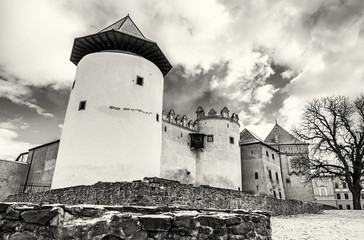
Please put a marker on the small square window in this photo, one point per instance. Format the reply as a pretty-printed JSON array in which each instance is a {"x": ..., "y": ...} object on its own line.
[
  {"x": 82, "y": 105},
  {"x": 140, "y": 81}
]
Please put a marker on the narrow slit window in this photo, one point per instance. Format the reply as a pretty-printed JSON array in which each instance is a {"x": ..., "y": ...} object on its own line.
[
  {"x": 82, "y": 105},
  {"x": 140, "y": 81}
]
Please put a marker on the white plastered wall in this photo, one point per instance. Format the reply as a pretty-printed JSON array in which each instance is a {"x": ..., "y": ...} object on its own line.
[{"x": 117, "y": 136}]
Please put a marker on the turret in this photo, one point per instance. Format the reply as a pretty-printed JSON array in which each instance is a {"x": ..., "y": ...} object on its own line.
[{"x": 112, "y": 126}]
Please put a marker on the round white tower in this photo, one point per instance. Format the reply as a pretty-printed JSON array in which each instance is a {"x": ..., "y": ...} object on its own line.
[
  {"x": 112, "y": 128},
  {"x": 219, "y": 164}
]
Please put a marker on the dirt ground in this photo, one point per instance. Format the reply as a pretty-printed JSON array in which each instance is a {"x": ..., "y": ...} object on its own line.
[{"x": 331, "y": 225}]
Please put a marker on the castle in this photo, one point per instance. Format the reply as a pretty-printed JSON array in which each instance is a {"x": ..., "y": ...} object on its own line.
[{"x": 115, "y": 130}]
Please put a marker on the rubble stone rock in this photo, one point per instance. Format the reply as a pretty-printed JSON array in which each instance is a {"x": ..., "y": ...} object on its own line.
[{"x": 39, "y": 216}]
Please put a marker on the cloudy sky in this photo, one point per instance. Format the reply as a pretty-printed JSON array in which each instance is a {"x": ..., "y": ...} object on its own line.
[{"x": 262, "y": 59}]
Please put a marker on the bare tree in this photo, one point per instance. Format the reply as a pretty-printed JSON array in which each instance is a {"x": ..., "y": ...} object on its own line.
[{"x": 335, "y": 127}]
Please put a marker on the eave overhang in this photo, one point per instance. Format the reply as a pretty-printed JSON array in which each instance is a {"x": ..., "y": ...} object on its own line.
[{"x": 116, "y": 40}]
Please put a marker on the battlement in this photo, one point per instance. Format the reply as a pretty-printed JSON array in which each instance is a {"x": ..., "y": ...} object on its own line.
[
  {"x": 224, "y": 114},
  {"x": 171, "y": 117}
]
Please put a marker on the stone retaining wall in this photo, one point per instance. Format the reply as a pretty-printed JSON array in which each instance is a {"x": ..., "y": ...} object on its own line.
[
  {"x": 55, "y": 221},
  {"x": 161, "y": 192}
]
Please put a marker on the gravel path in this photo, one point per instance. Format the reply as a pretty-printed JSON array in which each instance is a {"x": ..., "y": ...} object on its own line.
[{"x": 330, "y": 225}]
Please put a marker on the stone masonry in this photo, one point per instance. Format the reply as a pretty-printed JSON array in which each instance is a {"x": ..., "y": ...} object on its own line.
[
  {"x": 162, "y": 192},
  {"x": 57, "y": 221}
]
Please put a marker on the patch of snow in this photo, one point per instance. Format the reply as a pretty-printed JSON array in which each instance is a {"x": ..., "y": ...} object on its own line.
[{"x": 330, "y": 225}]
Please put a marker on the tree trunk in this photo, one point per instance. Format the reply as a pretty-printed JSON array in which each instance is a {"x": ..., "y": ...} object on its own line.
[{"x": 356, "y": 198}]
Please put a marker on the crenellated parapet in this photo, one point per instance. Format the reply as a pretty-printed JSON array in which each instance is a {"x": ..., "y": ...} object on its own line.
[
  {"x": 224, "y": 114},
  {"x": 171, "y": 117}
]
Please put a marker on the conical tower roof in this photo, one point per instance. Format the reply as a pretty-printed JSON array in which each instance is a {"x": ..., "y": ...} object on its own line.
[
  {"x": 125, "y": 25},
  {"x": 279, "y": 135},
  {"x": 247, "y": 136},
  {"x": 122, "y": 35}
]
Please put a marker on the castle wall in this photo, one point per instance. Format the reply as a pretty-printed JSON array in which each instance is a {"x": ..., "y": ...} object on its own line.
[
  {"x": 178, "y": 162},
  {"x": 219, "y": 163},
  {"x": 324, "y": 191},
  {"x": 294, "y": 183},
  {"x": 274, "y": 178},
  {"x": 254, "y": 161},
  {"x": 251, "y": 163},
  {"x": 162, "y": 192},
  {"x": 12, "y": 177},
  {"x": 117, "y": 137},
  {"x": 57, "y": 221},
  {"x": 42, "y": 161}
]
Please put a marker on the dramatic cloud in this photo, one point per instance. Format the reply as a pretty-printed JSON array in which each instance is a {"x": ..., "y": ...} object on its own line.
[{"x": 10, "y": 145}]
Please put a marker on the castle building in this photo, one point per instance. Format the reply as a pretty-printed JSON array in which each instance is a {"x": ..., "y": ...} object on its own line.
[
  {"x": 289, "y": 147},
  {"x": 202, "y": 152},
  {"x": 260, "y": 164},
  {"x": 111, "y": 130},
  {"x": 332, "y": 191},
  {"x": 115, "y": 130}
]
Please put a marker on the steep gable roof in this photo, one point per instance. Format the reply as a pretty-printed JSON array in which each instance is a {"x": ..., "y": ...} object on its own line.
[{"x": 281, "y": 136}]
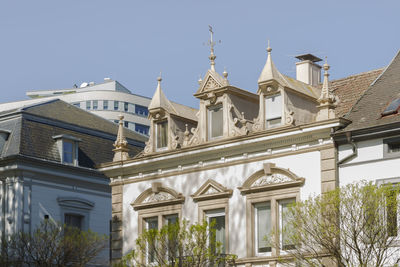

━━━━━━━━━━━━━━━━━━━━━━━━━━━━━━

What to do:
Locate every line in the data above that contains the word "dirt" and copy each of those lines.

The output:
Please put a marker on the dirt ground in this photo, one point per instance. Format the reply as a pretty-printed JSON array in which each instance is a {"x": ..., "y": ...} object on its own line.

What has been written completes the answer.